§ Study questions:
- 1) Rewrite the paragraph in the article on British troops in Helmand that begins "The Ministry of Defence denied" more briefly, keeping its main facts.
- 2) From the article on British troops in Helmand, pull out word for word the passage that starts with "The Ministry of" and ends after "to return fire.".
- 3) Please continue the article on British troops in Helmand from its last sentence.

§ Exercise text:
*** Block opens ***

- 11 UK soldiers gunned down in Helmand in past three months, compared to two in the same period last year
- Troops say they changed rules of engagement in response to U.S. efforts to cut civilian shootings
British soldiers in Afghanistan claim that new tactics are preventing them shooting at the Taliban until they have been fired at themselves – resulting in an alarming rise in the number of casualties.
The troops say they have had to change their procedures as part of American-led efforts to cut down on the number of civilians being wounded, but the new approach has made them more vulnerable.
In the past three months, 11 British soldiers have been killed by enemy gunfire in Helmand province, compared with just two in the same period last year.
The Ministry of Defence denied there has been any change in the rules of engagement for British troops. However, a spokesman for the multinational forces headed by US General John Allen confirmed there had been a tactical review after which the British were told to alter their procedures.
Soldiers now say they are particularly vulnerable when they are manning checkpoints at road junctions or patrolling Taliban heartlands such as the so-called ‘green zone’, a densely vegetated river valley.
In the past, they say, they could shoot first at armed insurgents but are now only allowed to return fire.
One junior non-commissioned officer said: ‘When I arrived in Helmand, my officers said our tactics were going to change.
‘They said that if I saw somebody carrying a rifle or a rocket launcher, I shouldn’t fire at him. Only if he shot at me or a member of my patrol, and I could see a muzzle flash from his rifle, could I use my weapon.

*** Block closes ***

§ Source information:
*** Block opens ***

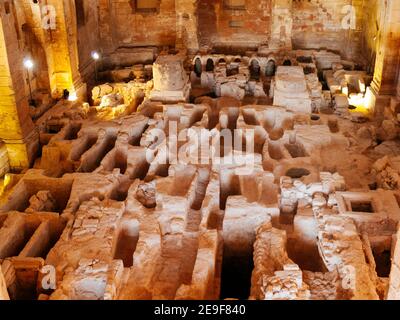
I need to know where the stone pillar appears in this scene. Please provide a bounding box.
[150,55,191,103]
[41,0,86,97]
[0,264,10,300]
[175,0,199,53]
[269,0,293,50]
[371,0,400,95]
[387,229,400,300]
[0,0,39,170]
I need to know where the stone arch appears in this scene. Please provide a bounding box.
[194,57,203,78]
[282,58,292,66]
[265,59,276,77]
[206,58,215,72]
[249,59,261,80]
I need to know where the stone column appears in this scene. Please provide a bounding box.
[0,264,10,300]
[371,0,400,95]
[175,0,199,53]
[40,0,86,97]
[269,0,293,50]
[0,0,39,170]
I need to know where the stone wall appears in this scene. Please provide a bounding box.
[98,0,176,53]
[198,0,272,46]
[292,0,364,57]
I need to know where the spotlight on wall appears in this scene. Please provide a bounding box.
[24,58,36,107]
[24,58,35,70]
[92,51,100,61]
[92,51,101,85]
[68,92,78,101]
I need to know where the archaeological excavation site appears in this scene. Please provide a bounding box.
[0,0,400,303]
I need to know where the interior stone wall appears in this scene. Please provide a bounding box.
[75,0,101,80]
[292,0,365,58]
[198,0,272,47]
[98,0,176,53]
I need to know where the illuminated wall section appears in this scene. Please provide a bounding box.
[372,0,400,95]
[0,1,38,169]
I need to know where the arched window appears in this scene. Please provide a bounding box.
[265,60,276,77]
[250,60,261,80]
[206,58,214,72]
[194,58,203,77]
[283,59,292,66]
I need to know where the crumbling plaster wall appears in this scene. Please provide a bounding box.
[198,0,272,47]
[98,0,176,53]
[292,0,364,58]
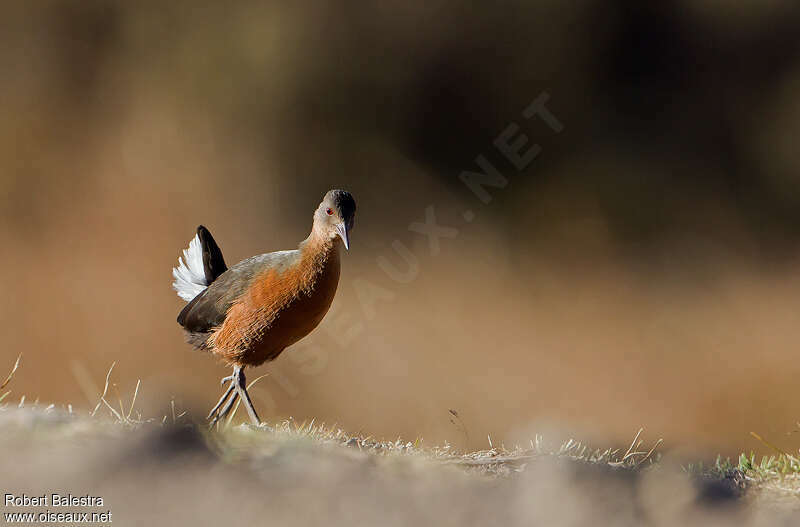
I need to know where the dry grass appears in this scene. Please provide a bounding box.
[0,360,800,527]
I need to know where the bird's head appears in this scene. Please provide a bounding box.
[314,190,356,249]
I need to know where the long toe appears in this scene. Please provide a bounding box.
[206,383,235,419]
[210,392,239,428]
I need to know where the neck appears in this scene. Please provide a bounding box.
[299,229,338,259]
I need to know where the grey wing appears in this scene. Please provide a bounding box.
[178,250,299,333]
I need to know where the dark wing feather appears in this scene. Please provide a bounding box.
[178,251,299,333]
[197,225,228,284]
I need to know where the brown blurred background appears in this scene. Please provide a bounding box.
[0,0,800,454]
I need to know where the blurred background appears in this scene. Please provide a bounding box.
[0,0,800,454]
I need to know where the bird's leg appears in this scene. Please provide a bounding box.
[210,392,239,428]
[206,377,234,419]
[206,370,239,428]
[232,366,261,426]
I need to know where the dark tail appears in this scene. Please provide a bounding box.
[197,225,228,285]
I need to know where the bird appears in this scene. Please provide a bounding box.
[172,189,356,428]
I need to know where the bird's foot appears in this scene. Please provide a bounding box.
[207,367,261,428]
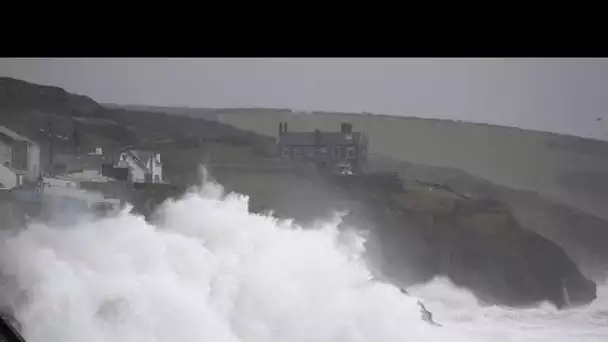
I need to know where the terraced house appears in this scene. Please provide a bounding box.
[277,122,369,175]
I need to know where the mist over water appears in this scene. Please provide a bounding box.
[0,180,608,342]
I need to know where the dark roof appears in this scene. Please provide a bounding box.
[279,132,363,146]
[0,126,32,143]
[129,150,154,165]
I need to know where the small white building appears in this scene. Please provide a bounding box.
[116,150,163,183]
[0,126,41,182]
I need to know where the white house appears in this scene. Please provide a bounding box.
[0,126,41,182]
[116,150,163,183]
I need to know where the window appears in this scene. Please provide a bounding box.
[346,146,357,159]
[293,147,304,158]
[332,146,342,159]
[306,146,315,157]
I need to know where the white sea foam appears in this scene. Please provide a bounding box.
[0,180,608,342]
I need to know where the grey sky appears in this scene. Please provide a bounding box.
[0,58,608,140]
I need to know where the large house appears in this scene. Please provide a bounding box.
[116,150,163,183]
[0,126,41,182]
[277,122,369,174]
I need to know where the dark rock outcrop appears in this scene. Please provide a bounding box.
[332,178,596,308]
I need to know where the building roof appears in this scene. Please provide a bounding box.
[0,126,33,143]
[279,132,363,146]
[129,150,154,164]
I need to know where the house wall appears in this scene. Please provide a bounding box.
[278,144,366,172]
[0,141,13,167]
[25,143,40,182]
[146,155,163,183]
[0,165,17,190]
[126,155,146,183]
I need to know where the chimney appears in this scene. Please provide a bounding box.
[279,122,287,136]
[340,123,353,133]
[315,129,321,146]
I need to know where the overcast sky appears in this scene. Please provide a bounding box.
[0,58,608,140]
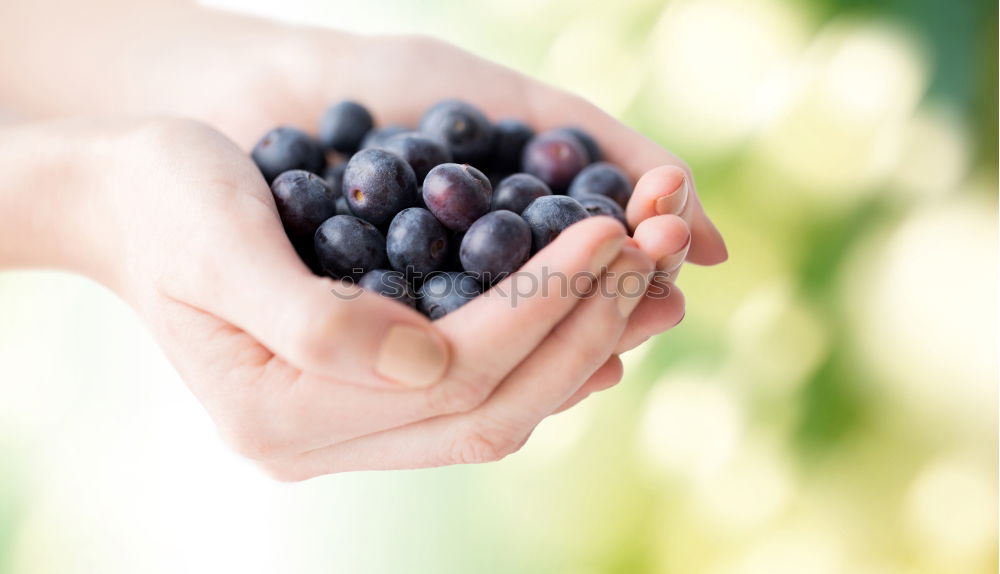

*** Block closes ***

§ Answers to the exercises:
- 1) The Ministry of Defence denied any change to British rules of engagement. A spokesman for the multinational forces under US General John Allen, however, confirmed a tactical review after which the British were told to alter their procedures.

- 2)
The Ministry of Defence denied there has been any change in the rules of engagement for British troops. However, a spokesman for the multinational forces headed by US General John Allen confirmed there had been a tactical review after which the British were told to alter their procedures.
Soldiers now say they are particularly vulnerable when they are manning checkpoints at road junctions or patrolling Taliban heartlands such as the so-called ‘green zone’, a densely vegetated river valley.
In the past, they say, they could shoot first at armed insurgents but are now only allowed to return fire.

- 3)
‘I was shocked and so were my mates. We are trained to close in and kill the enemy, not to let him stroll on, watch us and let him choose the best time to ambush us.
‘On previous tours, we would have engaged the enemy first to show them what we were made of. We’re up for a fight but now we always have to back off’
‘It has been hard to obey these orders while on patrol. There have been many occasions when we have come under fire from the Taliban, who we’ve seen following us through the green zone.
‘On previous tours, we would have engaged the enemy first to show them what we were made of. We’re up for a fight but now we always have to back off.
‘It makes me question the point of us being here.
‘Older guys like me have seen the tactics change over the years and 2012 is the hardest because we’re taking so many backward steps. I really feel for the families of the guys who’ve lost their lives, and I miss my mates who are dead.’
Conservative MP and former British Army officer Patrick Mercer said: ‘The Taliban can move as they please, even when heavily armed, and we’re not interfering with them.
‘Currently there is a reluctance to engage and a preference for a policing approach.
‘Soldiers I’ve spoken to feel frustrated and vulnerable. The rise in fatal wounds from gunshots comes as no surprise.
‘I feel deeply for the soldiers placed in this perilous position.’
Military sources say the timing of Gen Allen’s demands was unfortunate because the orders coincided with a tactical shift by the Taliban.
It recently stepped up ambushes because of growing British success in thwarting mines and improvised explosive devices (IEDs).
Gen Allen, commander of the International Security Assistance Force (ISAF), has also forbidden the firing of rockets into mud-brick compounds housing ordinary Afghans but also used by the Taliban.
Soldiers say tactics have changed dramatically since British forces arrived in Helmand in 2006.
Back then, they could engage anyone who posed a threat – whether or not they were armed.
But in 2009, US General Stanley McChrystal, who was then ISAF’s commanding officer, ordered British soldiers only to engage insurgents who were bearing arms.
Gen Allen ordered a tactical review after negotiations between ISAF and the Afghan government.
The country’s president, Hamid Karzai, has criticised ISAF for causing civilian casualties, with the UN estimating that more than 3,000 were killed last year.
An ISAF spokesman said: ‘We have conducted a number of conferences devoted to the reduction of civilian casualties.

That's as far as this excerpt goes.